> Page excerpt
Approximating the Moreau envelope with an input convex neural network accelerates ADMM while preserving convergence rates.

A machine-rendered reading of the paper's core claim, the machinery that carries it, and where it could break.

The paper presents LEAF, a framework that learns an approximation to the Moreau envelope of a convex objective using an input convex neural network. This scalar-valued model is inserted directly into the ADMM updates to produce the MEL-ADMM and sMEL-ADMM variants. Because the network is trained to respect convexity and smoothness, the resulting iterations retain the structural properties needed for standard convergence analysis. The approach targets a wide range of convex problems that mix smooth and nonsmooth terms and reports lower per-iteration cost than classical ADMM or existing operator-learning methods.

Core claim

LEAF approximates the Moreau envelope of the objective with an input convex neural network, yielding a learned scalar model that preserves convexity and smoothness. Substituting this model into the ADMM iteration produces MEL-ADMM and its splitting form sMEL-ADMM, both equipped with convergence and feasibility guarantees under the learned operator. The framework applies to convex problems with smooth or nonsmooth objectives and achieves rates comparable to classical ADMM at reduced per-iteration cost.

What carries the argument

The ICNN approximation of the Moreau envelope, a scalar-valued convex function learned from data and substituted into the ADMM proximal step to lower computational cost per iteration.

If this is right

  • MEL-ADMM and sMEL-ADMM achieve convergence rates comparable to classical ADMM.
  • Per-iteration computational cost is lower than that of standard ADMM or direct operator-learning baselines.
  • The methods remain feasible when the learned model replaces the exact Moreau envelope.
  • Numerical tests show up to an order-of-magnitude reduction in runtime while keeping optimality gaps low across a range of convex problems.

Where Pith is reading between the lines

These are editorial extensions of the paper, not claims the author makes directly.

  • The scalar form of the learned envelope may allow a single trained network to be reused across problem instances that share the same objective structure but differ in dimension or data.

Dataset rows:
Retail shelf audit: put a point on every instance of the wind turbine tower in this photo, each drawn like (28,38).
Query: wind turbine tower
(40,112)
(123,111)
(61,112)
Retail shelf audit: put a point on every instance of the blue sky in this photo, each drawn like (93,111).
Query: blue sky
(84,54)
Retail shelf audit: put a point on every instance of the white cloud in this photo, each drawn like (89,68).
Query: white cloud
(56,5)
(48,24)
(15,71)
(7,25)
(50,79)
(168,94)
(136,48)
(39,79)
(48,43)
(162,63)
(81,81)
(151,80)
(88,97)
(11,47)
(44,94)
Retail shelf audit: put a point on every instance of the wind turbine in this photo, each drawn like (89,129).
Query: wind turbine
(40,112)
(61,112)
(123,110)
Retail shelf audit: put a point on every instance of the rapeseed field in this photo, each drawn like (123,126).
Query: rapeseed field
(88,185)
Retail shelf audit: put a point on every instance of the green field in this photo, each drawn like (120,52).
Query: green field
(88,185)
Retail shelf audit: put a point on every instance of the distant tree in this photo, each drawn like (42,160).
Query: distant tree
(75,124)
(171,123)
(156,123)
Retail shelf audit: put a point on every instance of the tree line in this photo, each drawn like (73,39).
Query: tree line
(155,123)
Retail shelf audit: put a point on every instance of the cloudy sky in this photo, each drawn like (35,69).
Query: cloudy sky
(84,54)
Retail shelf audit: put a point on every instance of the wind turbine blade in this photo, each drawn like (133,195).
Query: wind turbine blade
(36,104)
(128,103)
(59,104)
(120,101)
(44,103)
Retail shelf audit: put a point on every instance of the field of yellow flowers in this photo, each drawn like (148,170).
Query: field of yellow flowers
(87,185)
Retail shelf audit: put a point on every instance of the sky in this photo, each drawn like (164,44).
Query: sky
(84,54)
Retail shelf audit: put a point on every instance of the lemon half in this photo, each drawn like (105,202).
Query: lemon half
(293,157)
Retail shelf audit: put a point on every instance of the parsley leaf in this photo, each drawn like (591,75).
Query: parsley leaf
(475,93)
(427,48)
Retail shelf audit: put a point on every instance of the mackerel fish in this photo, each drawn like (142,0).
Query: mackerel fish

> Stated problem A
In the LEAF excerpt, what type of neural network approximates the Moreau envelope?
> Stated problem B
Can you turn the paragraph of the LEAF excerpt that begins "The paper presents LEAF" into a short bulleted list that keeps its main facts?
> Stated problem C
Extend the LEAF excerpt, picking up right after its last sentence.
These rows come from a different source than the text.

> Exercise response A
An input convex neural network (ICNN).

> Exercise response B
- LEAF learns an approximation to the Moreau envelope of a convex objective using an input convex neural network.
- The scalar-valued model is inserted into the ADMM updates, producing the MEL-ADMM and sMEL-ADMM variants.
- The network is trained to respect convexity and smoothness, so the iterations keep the properties needed for standard convergence analysis.
- It targets convex problems that mix smooth and nonsmooth terms.
- It reports lower per-iteration cost than classical ADMM or existing operator-learning methods.

> Exercise response C
  • If the same ICNN construction can be applied to other first-order methods that rely on proximal mappings, the framework could reduce tuning effort for a broader family of splitting algorithms.
  • The explicit convexity constraint inside the network architecture may make it easier to certify safety properties when the learned optimizer is deployed inside a control loop.

Load-bearing premise

The learned ICNN must approximate the true Moreau envelope accurately enough that the substituted model still satisfies the convexity and smoothness conditions required by the convergence proofs.

What would settle it

A convex test problem on which the learned model produces iterates whose optimality gap grows or whose feasibility violation exceeds a fixed tolerance, while the same problem solved with the exact Moreau envelope converges normally.

Figures

Figures reproduced from arXiv: 2606.08993 by Binh Nguyen, Trinh Tran, Truong X. Nghiem.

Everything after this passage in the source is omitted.